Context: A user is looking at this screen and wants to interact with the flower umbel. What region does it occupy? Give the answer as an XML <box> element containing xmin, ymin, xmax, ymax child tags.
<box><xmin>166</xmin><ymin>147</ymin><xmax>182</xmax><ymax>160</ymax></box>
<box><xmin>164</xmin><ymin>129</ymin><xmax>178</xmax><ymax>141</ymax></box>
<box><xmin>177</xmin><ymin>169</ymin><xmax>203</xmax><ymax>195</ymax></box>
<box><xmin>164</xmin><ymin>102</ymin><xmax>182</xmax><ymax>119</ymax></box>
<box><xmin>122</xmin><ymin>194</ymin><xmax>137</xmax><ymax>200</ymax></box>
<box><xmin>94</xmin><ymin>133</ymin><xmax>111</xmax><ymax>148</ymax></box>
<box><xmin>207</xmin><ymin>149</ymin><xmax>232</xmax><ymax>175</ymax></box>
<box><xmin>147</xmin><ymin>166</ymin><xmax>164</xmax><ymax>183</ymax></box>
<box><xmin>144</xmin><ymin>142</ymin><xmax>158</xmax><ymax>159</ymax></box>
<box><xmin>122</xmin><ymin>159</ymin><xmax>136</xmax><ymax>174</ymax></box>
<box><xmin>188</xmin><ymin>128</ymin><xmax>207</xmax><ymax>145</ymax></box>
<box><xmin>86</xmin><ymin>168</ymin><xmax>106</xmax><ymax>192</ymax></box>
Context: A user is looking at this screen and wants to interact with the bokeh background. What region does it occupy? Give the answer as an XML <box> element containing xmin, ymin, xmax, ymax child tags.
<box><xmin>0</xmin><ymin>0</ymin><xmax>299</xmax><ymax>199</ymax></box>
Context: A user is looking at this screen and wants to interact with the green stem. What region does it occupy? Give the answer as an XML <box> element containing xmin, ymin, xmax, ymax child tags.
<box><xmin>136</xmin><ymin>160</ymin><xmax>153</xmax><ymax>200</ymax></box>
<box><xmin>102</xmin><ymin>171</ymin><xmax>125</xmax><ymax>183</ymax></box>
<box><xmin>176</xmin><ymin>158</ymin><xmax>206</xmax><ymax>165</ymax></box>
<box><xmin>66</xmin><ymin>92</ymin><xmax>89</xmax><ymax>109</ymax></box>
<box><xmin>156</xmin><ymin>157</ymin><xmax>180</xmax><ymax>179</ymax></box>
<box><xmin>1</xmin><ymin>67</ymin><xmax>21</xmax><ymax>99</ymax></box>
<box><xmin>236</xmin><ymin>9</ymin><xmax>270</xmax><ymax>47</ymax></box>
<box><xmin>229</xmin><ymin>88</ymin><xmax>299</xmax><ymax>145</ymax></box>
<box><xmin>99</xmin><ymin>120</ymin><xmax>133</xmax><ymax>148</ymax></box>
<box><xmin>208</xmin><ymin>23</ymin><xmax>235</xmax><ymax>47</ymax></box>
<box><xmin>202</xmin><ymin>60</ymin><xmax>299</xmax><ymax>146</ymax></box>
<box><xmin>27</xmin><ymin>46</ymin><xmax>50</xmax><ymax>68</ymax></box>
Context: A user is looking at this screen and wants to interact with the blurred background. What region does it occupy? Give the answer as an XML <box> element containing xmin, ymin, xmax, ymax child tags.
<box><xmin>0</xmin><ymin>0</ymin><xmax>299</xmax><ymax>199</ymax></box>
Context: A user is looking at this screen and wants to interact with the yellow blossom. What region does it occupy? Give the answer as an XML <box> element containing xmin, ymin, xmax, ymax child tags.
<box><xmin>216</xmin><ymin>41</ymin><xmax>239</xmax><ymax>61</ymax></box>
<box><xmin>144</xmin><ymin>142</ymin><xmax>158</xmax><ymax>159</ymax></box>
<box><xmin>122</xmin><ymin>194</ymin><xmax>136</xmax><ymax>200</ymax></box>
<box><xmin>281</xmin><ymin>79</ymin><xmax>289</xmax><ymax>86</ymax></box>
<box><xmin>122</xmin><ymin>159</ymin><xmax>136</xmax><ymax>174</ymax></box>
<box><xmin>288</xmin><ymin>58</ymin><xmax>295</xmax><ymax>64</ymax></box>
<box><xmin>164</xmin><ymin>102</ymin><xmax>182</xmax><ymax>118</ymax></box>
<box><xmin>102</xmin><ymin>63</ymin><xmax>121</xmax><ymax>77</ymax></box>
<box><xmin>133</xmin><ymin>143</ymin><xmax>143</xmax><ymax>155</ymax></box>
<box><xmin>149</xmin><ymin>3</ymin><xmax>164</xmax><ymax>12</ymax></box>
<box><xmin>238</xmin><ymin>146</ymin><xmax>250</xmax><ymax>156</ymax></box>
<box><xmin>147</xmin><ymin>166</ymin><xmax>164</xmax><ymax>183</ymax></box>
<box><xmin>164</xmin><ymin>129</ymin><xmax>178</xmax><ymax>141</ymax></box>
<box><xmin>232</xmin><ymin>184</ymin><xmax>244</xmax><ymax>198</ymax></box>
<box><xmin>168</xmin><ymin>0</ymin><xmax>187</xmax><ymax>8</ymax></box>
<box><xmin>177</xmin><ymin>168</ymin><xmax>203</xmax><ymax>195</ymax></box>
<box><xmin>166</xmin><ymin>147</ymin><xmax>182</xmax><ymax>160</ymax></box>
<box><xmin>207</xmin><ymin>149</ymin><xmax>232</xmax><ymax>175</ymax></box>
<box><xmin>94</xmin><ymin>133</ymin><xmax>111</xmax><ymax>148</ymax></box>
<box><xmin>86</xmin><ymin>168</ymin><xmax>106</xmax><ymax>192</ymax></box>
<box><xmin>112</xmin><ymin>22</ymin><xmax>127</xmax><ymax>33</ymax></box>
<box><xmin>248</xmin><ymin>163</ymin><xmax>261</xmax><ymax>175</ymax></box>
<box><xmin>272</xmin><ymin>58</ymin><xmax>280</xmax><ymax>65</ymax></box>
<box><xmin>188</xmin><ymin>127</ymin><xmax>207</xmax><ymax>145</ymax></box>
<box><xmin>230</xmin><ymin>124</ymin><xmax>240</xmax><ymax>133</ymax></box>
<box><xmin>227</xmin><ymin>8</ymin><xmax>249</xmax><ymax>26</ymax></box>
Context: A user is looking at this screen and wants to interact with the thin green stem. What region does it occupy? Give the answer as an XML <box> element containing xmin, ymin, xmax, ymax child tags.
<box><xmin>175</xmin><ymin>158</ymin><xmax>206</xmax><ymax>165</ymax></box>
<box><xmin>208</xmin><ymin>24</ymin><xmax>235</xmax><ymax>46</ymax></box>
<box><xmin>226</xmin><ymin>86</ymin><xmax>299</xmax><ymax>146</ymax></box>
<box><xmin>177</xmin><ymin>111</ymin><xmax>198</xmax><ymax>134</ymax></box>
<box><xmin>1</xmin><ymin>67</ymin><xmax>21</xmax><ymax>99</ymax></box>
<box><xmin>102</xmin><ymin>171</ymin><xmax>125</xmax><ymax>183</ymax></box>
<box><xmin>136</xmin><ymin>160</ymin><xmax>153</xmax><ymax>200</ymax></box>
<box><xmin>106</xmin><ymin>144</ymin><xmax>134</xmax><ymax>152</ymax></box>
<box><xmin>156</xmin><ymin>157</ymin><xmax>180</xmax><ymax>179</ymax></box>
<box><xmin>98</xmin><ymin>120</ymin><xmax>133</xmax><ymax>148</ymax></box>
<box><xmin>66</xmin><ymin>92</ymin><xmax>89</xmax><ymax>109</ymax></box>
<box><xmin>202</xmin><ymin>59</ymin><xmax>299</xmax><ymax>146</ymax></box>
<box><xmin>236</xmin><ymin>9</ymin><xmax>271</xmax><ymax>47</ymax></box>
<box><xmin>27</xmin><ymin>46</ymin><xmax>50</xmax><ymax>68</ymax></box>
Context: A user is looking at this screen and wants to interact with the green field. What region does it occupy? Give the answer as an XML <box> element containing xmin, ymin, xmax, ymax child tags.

════════════════════

§ **WHAT YOU ARE ASKED TO DO**: Reproduce, exactly and in full, the lines from the one that contains "with the thin" to the end of the material.

§ **WRITTEN SOLUTION**:
Context: A user is looking at this screen and wants to interact with the thin green stem. What region does it occupy? Give the answer as an XML <box> element containing xmin, ymin, xmax, ymax child tags.
<box><xmin>175</xmin><ymin>158</ymin><xmax>206</xmax><ymax>165</ymax></box>
<box><xmin>208</xmin><ymin>24</ymin><xmax>235</xmax><ymax>46</ymax></box>
<box><xmin>226</xmin><ymin>86</ymin><xmax>299</xmax><ymax>146</ymax></box>
<box><xmin>177</xmin><ymin>111</ymin><xmax>198</xmax><ymax>134</ymax></box>
<box><xmin>1</xmin><ymin>67</ymin><xmax>21</xmax><ymax>99</ymax></box>
<box><xmin>102</xmin><ymin>171</ymin><xmax>125</xmax><ymax>183</ymax></box>
<box><xmin>136</xmin><ymin>160</ymin><xmax>153</xmax><ymax>200</ymax></box>
<box><xmin>106</xmin><ymin>144</ymin><xmax>134</xmax><ymax>152</ymax></box>
<box><xmin>156</xmin><ymin>157</ymin><xmax>180</xmax><ymax>179</ymax></box>
<box><xmin>98</xmin><ymin>120</ymin><xmax>133</xmax><ymax>148</ymax></box>
<box><xmin>66</xmin><ymin>92</ymin><xmax>89</xmax><ymax>109</ymax></box>
<box><xmin>202</xmin><ymin>59</ymin><xmax>299</xmax><ymax>146</ymax></box>
<box><xmin>236</xmin><ymin>9</ymin><xmax>271</xmax><ymax>47</ymax></box>
<box><xmin>27</xmin><ymin>46</ymin><xmax>50</xmax><ymax>68</ymax></box>
Context: A user is looking at this screen and wants to interact with the green field. What region does it occupy? Give the answer as an XML <box> element containing xmin, ymin, xmax, ymax child tags.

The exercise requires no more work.